▶ **Goal**:
Using the source text below, explain in one to three sentences why the writer's choice to alert a partner in crime during the failed heist made later events difficult.

▶ **Source text**:
************

15th Sep 2014, 2:33 AM

In a homebrew D&D campaign I was in, we somehow managed to keep going off the rails despite it being run in such a way that it didn't have rails to begin with!

I've told the story about how I defeated a troll single handedly 4 CR above me, so I won't repeat that one.

In one of the background scenes (what led your PC to become an adventurer anyways?)... I was in a gang of guttersnipes. Street Orphans. Stealing things because we were poor. Turns out a heist goes bad. Turns out the town guard was supposed to kill one of the lead orphans. But I alerted my partner in crime and so he was able to escape. Turns out this made later events difficult because I wasn't supposed to have strong attachments and I could just go adventure later.


At one point our other wizard was in a suspicious place. So he casts detect magic. It's a tactic he had learned from playing after years. Kind of an obvious one.

************

▶ **Dataset excerpt**:
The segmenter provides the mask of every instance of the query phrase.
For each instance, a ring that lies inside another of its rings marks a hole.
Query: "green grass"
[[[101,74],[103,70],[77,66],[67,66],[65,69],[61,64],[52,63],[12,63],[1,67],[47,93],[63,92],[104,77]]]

************

▶ **The result**:
Alerting the partner let him escape the town guard, who was supposed to kill him. That made later events difficult because the writer's character wasn't supposed to have strong attachments and was meant to be free to go adventure later.